* EXERCISE MATERIALS *
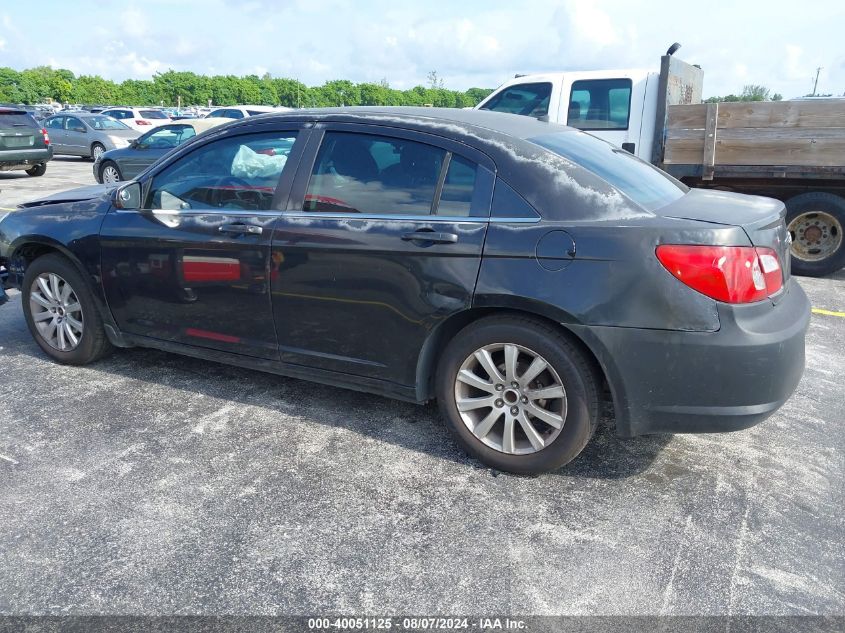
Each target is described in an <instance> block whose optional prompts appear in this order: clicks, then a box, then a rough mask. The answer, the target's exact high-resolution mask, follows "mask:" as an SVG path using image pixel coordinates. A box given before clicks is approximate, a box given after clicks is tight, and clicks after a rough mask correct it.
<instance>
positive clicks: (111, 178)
mask: <svg viewBox="0 0 845 633" xmlns="http://www.w3.org/2000/svg"><path fill="white" fill-rule="evenodd" d="M121 180H123V174H121V173H120V168H119V167H118V166H117V165H116V164H115V163H113V162H112V161H106V162H105V163H103V166H102V167H100V182H101V183H103V184H105V185H110V184H114V183H116V182H120V181H121Z"/></svg>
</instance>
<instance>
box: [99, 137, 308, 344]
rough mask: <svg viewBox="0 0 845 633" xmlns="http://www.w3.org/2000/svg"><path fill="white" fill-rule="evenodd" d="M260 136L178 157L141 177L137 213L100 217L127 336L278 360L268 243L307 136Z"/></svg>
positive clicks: (104, 248)
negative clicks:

* EXERCISE *
Pictures stay out; the data above is to be returned exactly.

* SOLUTION FOR THIS EXERCISE *
Each target is described in an <instance> block whose optional prompts appear in this order: clicks, then a box, then a rough mask. The answer, the target's exact high-resolution mask, follows "mask:" as an SVG path using image pixel coordinates. A box given before clicks is approximate, a box given after clicks is tight, and clicks after a rough mask correct it.
<instance>
positive clicks: (111, 178)
mask: <svg viewBox="0 0 845 633" xmlns="http://www.w3.org/2000/svg"><path fill="white" fill-rule="evenodd" d="M121 180H123V174H121V173H120V168H119V167H118V166H117V165H116V164H115V163H113V162H112V161H106V162H105V163H103V166H102V167H100V182H101V183H103V184H105V185H110V184H114V183H116V182H120V181H121Z"/></svg>
</instance>
<instance>
box: [99, 137, 308, 344]
rough mask: <svg viewBox="0 0 845 633" xmlns="http://www.w3.org/2000/svg"><path fill="white" fill-rule="evenodd" d="M260 136L178 157L141 177L137 213L100 217L127 336L278 360L268 243L307 136Z"/></svg>
positive clicks: (104, 248)
negative clicks:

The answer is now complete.